[[ READING TEXT open ]]

We need that to continue because although we do not deny any patients emergency treatment, they often need more than that. Some of them have chronic illnesses even as children.

Parents come here with the hope of a better future in the UAE and if they are unfortunate enough to have a child with a chronic illness we need to support that child and those families.

Families do reach out to other sources for funding, but that itself needs to be centralised. There is a foundation that offers great support, but it is not enough. Many people have donated a lot of money for these unfortunate children, Ultimately, these families might end up going back to their home countries because it is cheaper for them or more convenient, or they have family support, which they do not have here.

We as physicians, and especially as paediatricians, face many families who are calling for help, and they do not know where to get it. We need a central place where those families can get support and remain in the country. We need them.

[[ READING TEXT closed ]]

» WORK ITEM
List every reason the passage on children with chronic illness in the UAE gives for why families might end up going back to their home countries.

[[ GIVEN ENTRIES open ]]

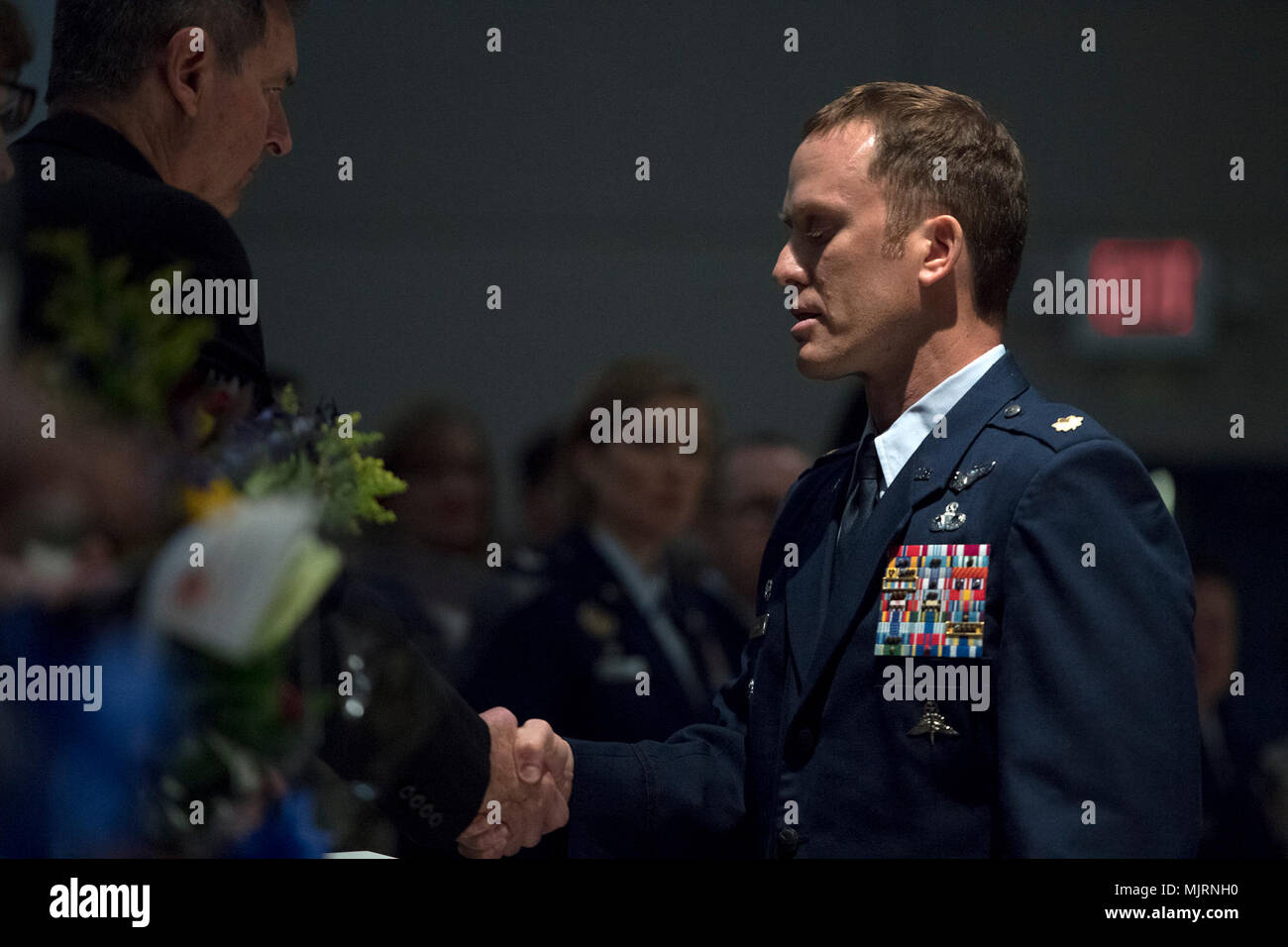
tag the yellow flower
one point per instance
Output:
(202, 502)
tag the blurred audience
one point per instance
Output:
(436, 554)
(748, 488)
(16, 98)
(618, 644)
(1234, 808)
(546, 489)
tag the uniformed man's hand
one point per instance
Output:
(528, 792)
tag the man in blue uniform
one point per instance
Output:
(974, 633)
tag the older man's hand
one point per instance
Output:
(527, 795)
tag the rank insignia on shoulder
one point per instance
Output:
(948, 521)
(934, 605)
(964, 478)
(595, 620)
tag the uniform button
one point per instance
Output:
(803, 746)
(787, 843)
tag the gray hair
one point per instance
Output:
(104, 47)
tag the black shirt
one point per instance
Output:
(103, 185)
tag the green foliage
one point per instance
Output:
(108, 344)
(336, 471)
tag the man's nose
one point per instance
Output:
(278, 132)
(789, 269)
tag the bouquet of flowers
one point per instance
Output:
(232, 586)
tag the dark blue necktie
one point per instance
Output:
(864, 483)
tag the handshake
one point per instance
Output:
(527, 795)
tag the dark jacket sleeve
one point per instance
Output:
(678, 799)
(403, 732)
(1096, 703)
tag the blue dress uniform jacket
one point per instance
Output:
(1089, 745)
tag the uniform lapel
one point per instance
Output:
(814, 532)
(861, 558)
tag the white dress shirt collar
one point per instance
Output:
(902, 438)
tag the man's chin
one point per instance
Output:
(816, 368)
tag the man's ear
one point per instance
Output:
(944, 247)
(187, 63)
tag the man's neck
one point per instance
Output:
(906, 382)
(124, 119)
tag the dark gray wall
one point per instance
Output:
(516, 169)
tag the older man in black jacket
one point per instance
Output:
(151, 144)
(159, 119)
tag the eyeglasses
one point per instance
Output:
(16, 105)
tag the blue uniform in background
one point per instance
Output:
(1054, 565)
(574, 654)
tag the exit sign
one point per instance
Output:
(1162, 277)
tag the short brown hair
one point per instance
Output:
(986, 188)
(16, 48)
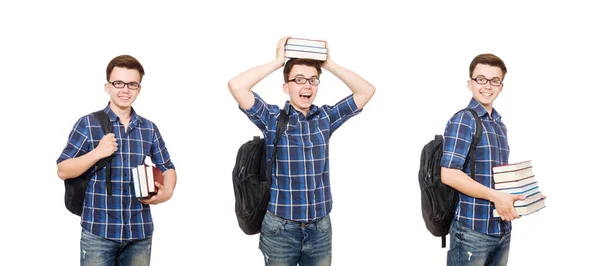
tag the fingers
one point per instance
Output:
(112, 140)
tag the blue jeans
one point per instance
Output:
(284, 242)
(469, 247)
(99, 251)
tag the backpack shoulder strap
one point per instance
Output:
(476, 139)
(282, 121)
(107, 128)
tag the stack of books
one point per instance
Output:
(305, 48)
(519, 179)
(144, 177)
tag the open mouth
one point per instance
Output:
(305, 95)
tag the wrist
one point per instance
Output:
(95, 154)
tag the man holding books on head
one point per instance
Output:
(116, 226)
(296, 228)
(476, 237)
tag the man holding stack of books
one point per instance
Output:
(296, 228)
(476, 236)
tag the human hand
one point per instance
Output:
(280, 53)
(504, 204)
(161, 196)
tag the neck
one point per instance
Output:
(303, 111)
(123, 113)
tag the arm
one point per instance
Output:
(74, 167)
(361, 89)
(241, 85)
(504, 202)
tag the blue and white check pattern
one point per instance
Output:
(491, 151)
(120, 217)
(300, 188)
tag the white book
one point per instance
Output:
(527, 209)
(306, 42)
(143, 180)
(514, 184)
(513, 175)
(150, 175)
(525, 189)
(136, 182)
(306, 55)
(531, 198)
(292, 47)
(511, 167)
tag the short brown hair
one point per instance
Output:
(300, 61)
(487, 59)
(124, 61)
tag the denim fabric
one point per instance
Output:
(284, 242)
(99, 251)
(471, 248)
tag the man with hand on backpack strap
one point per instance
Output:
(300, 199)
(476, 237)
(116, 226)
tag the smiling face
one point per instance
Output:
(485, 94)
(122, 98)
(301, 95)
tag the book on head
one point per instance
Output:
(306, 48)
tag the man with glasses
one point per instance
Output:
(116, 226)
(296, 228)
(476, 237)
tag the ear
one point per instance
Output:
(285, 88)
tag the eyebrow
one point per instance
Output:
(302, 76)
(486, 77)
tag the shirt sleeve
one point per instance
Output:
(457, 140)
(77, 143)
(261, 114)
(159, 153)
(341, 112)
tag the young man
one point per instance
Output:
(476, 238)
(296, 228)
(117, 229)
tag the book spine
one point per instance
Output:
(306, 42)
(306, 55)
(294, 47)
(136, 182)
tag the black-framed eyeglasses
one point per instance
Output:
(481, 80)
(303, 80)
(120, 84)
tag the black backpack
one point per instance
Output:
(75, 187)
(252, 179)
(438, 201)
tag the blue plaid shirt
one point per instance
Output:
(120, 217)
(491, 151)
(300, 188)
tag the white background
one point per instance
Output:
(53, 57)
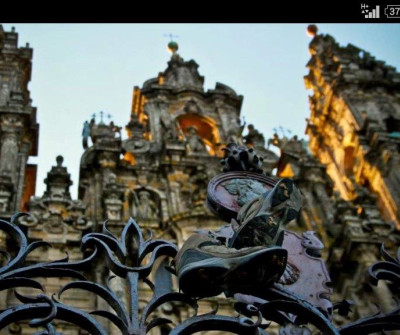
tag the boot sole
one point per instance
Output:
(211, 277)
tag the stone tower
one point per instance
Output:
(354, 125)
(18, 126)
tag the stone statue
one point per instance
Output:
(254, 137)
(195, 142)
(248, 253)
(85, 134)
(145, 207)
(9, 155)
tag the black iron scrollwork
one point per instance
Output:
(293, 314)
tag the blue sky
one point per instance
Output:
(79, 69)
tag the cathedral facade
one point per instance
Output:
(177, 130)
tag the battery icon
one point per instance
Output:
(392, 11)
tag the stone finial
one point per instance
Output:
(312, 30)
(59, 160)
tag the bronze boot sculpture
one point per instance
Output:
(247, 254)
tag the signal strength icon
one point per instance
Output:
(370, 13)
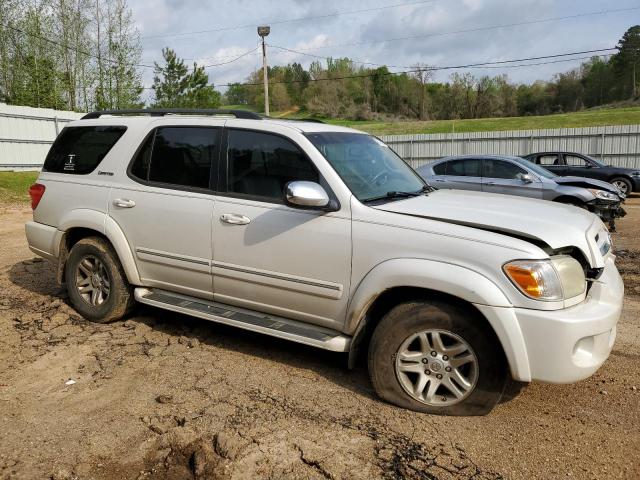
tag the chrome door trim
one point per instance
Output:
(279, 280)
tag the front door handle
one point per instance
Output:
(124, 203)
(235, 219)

[[ GIVEN ENTRIES closed ]]

» REPLY TO THE EXERCISE
- It is cheaper for them.
- It is more convenient.
- They have family support there, which they do not have in the UAE.